* _STATED GOAL_:
Copy out the lines from the one containing "Expected behaviour: mark a point on the beaded" through the one containing "[[226, 578]]", both included, without changing anything.
-- begin INPUT ROWS --
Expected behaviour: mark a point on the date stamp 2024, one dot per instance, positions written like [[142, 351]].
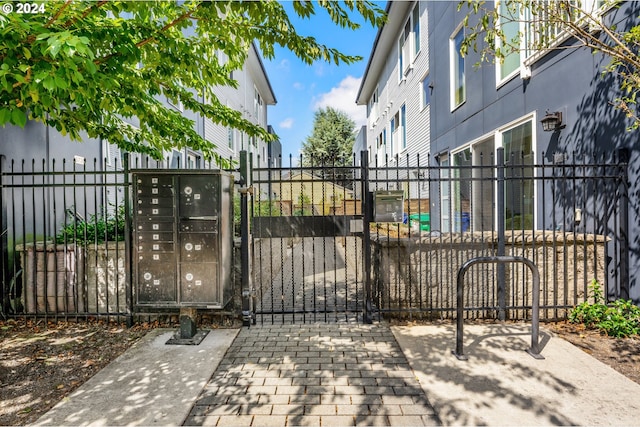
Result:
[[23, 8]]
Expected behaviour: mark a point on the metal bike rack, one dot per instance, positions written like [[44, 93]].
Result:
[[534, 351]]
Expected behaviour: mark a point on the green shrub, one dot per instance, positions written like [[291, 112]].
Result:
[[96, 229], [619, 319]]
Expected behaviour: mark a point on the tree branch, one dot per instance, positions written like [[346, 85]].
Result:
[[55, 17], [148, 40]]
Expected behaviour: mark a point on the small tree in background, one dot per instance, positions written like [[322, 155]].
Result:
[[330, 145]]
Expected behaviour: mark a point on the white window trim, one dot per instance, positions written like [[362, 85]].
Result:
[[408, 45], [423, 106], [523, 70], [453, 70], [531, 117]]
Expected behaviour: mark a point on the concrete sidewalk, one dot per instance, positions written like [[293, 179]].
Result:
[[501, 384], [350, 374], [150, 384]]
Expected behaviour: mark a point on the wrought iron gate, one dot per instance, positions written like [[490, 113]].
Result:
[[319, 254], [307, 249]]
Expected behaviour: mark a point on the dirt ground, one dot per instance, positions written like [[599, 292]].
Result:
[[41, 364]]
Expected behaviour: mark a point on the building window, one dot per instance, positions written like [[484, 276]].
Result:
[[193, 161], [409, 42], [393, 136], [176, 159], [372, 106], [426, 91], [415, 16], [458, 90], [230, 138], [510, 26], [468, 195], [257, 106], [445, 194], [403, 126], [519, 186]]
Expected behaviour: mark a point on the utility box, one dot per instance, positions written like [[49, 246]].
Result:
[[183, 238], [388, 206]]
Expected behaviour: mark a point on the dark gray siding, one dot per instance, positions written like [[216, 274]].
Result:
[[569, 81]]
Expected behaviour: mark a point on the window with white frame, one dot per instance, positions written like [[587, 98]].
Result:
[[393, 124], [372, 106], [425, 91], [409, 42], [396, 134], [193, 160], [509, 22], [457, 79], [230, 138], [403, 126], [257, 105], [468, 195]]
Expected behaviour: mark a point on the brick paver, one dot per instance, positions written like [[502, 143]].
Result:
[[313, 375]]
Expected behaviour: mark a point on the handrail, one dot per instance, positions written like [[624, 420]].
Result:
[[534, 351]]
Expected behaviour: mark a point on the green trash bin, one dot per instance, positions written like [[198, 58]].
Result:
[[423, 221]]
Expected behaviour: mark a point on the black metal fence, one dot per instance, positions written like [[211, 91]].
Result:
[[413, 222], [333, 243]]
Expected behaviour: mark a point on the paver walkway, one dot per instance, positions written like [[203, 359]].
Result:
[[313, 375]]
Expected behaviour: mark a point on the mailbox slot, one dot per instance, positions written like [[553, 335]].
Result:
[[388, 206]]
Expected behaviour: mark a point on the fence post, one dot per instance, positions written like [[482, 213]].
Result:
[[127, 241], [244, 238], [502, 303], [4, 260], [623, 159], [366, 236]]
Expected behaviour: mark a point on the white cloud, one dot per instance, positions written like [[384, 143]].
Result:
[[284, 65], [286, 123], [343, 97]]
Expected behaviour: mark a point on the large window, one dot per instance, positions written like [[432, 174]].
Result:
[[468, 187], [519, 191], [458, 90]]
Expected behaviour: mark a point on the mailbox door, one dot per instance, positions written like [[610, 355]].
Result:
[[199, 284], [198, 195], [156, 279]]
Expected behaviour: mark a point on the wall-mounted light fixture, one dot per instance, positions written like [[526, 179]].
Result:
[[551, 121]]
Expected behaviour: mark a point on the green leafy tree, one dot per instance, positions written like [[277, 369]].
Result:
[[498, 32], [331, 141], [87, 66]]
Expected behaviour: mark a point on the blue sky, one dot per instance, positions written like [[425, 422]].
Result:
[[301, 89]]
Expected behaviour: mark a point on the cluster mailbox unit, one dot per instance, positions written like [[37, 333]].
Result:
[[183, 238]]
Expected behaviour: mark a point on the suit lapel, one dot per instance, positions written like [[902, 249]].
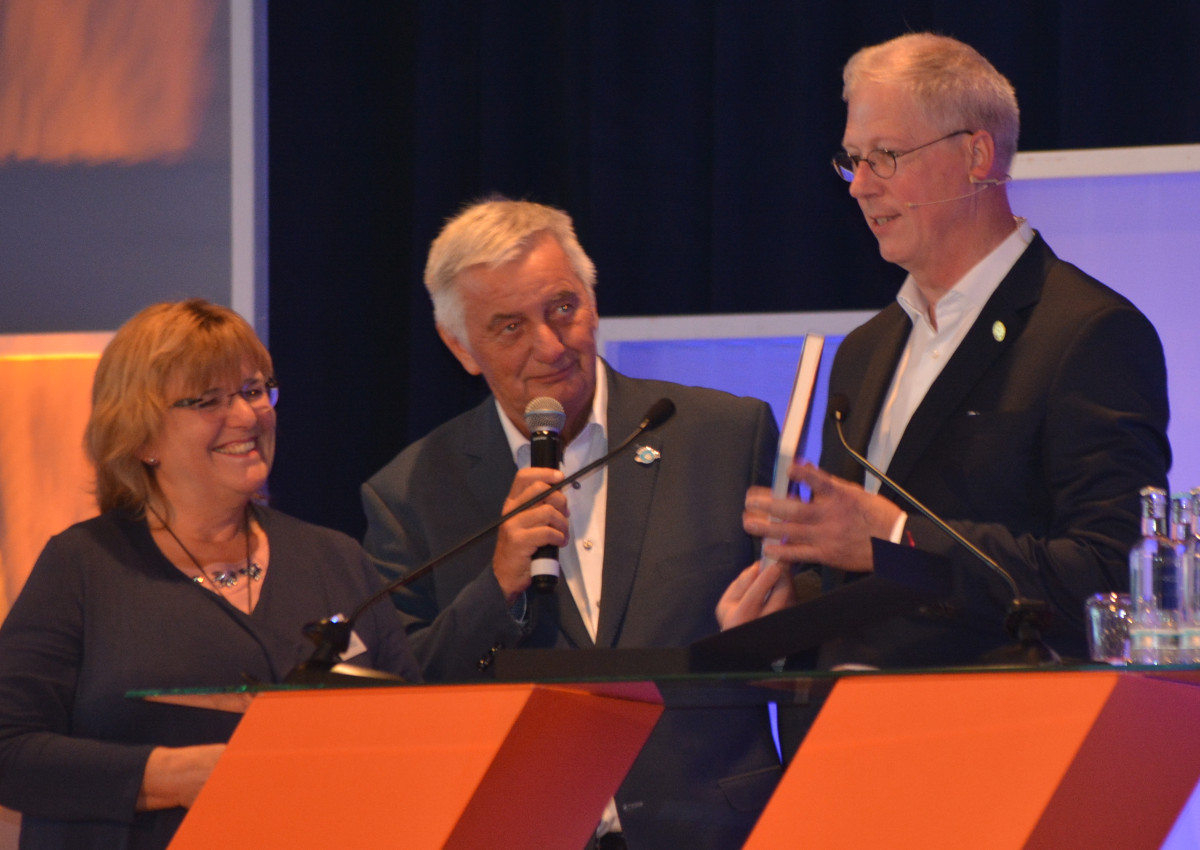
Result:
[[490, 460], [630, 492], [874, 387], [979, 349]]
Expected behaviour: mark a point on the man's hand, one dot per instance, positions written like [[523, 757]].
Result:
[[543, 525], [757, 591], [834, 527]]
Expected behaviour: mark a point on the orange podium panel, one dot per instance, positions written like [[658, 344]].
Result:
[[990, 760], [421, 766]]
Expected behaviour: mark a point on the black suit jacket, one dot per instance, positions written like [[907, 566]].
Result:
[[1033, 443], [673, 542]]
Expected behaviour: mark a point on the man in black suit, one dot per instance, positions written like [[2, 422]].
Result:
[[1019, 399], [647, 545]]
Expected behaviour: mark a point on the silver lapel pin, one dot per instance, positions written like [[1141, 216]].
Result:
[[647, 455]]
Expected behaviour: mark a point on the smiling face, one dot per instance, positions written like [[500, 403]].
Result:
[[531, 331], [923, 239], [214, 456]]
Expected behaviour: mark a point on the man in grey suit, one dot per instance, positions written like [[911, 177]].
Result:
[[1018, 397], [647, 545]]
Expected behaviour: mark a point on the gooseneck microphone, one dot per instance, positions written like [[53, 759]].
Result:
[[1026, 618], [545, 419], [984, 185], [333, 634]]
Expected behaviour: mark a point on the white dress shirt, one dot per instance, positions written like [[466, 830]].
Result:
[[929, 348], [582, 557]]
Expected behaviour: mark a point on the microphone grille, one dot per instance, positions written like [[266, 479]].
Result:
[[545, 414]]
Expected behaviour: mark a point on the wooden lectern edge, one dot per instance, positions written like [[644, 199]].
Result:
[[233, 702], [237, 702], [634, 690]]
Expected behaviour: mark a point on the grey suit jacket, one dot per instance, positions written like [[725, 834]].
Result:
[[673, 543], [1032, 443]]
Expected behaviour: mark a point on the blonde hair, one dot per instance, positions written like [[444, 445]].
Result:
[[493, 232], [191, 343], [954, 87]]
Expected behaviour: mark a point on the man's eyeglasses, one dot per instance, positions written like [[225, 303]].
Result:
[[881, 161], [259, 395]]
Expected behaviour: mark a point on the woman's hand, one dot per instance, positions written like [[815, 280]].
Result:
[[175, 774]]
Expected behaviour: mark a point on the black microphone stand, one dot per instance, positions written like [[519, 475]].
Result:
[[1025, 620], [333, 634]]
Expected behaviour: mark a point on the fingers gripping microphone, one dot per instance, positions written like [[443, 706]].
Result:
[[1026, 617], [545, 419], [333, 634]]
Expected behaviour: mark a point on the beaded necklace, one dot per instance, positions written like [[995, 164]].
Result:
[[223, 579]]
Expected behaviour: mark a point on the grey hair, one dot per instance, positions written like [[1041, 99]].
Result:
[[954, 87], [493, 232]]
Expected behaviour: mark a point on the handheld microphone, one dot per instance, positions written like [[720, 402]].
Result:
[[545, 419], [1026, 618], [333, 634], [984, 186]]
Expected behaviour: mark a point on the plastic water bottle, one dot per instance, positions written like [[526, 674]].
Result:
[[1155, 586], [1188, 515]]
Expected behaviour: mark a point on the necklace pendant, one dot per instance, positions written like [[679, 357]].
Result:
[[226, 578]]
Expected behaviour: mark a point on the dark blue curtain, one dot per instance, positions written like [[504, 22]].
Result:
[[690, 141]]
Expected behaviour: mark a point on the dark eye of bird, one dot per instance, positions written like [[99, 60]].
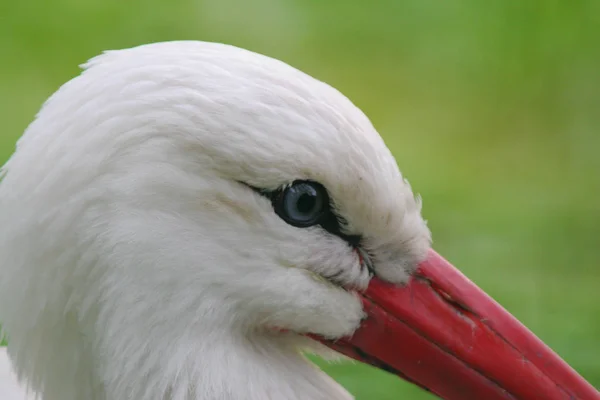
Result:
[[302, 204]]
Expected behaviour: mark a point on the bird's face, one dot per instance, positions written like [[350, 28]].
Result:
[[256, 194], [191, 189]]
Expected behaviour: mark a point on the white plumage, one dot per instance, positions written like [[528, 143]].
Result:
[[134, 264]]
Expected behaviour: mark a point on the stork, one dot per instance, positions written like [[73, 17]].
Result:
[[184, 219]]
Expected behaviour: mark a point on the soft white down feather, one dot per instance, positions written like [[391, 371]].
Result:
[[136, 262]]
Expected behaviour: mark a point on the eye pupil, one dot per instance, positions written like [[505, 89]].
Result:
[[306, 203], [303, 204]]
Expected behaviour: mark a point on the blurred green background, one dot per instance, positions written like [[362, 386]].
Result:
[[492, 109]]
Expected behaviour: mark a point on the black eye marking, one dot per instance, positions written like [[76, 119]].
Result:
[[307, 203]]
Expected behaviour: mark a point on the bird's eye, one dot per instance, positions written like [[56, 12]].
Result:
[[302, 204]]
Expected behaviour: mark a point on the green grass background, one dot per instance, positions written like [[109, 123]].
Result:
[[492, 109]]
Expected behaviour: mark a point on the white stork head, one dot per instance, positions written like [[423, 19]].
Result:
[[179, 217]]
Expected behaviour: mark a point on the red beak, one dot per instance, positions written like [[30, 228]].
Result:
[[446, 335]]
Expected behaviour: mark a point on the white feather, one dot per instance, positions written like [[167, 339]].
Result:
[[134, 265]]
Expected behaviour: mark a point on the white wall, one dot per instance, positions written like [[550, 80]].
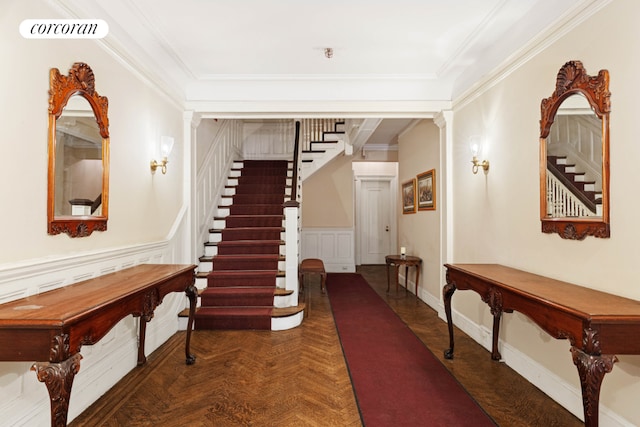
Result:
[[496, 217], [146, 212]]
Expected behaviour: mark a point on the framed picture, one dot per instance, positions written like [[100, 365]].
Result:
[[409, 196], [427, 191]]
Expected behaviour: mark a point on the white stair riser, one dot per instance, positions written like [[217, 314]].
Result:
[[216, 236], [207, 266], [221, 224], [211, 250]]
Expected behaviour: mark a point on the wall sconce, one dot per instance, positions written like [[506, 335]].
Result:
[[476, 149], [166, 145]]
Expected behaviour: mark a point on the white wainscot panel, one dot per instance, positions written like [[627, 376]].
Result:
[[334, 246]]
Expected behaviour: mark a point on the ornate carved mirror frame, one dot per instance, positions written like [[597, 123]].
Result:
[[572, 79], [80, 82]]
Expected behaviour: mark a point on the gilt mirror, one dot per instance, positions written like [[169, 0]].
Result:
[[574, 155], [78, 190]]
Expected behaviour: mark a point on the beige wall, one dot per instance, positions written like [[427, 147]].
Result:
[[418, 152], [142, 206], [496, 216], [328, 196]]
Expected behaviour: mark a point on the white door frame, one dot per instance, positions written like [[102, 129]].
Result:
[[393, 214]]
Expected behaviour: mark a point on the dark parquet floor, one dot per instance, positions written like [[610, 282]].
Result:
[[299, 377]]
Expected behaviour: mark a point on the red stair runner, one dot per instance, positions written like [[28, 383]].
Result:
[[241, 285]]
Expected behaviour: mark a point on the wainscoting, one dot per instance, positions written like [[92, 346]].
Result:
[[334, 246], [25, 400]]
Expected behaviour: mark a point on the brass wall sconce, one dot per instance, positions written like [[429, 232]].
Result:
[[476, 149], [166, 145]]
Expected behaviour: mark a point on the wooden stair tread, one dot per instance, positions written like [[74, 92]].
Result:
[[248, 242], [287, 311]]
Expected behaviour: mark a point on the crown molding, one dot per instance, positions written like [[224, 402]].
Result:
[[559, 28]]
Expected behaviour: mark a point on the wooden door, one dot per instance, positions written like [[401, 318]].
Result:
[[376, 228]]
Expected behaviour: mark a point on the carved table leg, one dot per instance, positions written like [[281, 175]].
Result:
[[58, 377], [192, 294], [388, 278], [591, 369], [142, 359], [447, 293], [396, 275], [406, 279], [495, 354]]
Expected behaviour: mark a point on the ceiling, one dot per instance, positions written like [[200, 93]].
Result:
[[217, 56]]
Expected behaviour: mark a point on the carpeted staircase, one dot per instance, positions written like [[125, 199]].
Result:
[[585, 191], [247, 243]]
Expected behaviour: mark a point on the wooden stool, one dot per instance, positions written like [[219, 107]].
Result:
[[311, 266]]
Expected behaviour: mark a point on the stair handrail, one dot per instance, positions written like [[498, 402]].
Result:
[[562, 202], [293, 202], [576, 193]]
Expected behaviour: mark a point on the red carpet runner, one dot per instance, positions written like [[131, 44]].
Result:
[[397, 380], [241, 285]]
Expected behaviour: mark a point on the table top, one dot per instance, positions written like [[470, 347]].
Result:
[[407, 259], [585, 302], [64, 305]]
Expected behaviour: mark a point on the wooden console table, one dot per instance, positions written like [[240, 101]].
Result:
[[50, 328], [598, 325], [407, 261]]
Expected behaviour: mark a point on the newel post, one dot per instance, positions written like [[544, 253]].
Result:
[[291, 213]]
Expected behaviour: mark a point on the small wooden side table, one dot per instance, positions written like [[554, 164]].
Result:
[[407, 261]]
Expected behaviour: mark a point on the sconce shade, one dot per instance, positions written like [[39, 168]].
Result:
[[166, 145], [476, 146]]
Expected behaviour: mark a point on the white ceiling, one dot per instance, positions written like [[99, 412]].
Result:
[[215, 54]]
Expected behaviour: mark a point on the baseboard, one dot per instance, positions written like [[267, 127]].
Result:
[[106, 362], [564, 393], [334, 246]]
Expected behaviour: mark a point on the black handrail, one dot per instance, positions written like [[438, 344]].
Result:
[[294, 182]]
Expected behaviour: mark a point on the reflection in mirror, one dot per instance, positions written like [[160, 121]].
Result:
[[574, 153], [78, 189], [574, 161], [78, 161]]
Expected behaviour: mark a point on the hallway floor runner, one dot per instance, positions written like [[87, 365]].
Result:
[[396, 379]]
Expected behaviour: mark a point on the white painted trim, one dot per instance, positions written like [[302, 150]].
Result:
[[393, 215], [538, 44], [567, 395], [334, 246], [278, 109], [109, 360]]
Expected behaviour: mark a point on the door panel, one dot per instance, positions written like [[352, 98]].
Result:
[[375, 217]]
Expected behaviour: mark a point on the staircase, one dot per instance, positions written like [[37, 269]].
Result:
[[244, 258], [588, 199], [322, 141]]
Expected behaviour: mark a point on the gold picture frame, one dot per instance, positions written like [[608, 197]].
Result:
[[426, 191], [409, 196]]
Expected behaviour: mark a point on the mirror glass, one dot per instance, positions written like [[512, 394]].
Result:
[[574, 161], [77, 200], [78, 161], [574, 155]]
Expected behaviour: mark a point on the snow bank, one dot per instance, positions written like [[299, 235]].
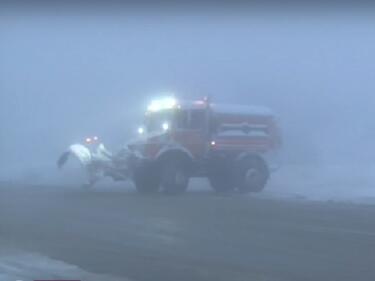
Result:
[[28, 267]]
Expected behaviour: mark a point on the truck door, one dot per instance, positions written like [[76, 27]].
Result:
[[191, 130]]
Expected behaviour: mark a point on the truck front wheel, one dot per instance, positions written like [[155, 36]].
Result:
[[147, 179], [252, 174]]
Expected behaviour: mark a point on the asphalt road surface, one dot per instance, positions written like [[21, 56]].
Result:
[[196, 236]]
-- end INPUT ROWS --
* _COMPLETE ANSWER_:
Expected behaviour: mark a point on the beaded necklace, one dot per instance, positions written like [[995, 164]].
Result:
[[223, 579]]
Expected behaviour: mark a point on the grey hair, one dot per instance, positions written like [[1041, 99]].
Result:
[[954, 87], [493, 232]]
Expected behaviour: mark a point on the handheld microphone, one dot per instance, positions written like [[720, 402]].
Result:
[[545, 419], [1026, 618], [333, 634], [984, 186]]
Expected behaviour: mark a point on the plastic water bottle, one dot per instance, positions written like [[526, 674]].
Result:
[[1155, 586], [1188, 515]]
Expected behaviour: mark a point on the necklace pendant, one dot per instance, positions written like [[679, 357]].
Result:
[[226, 578]]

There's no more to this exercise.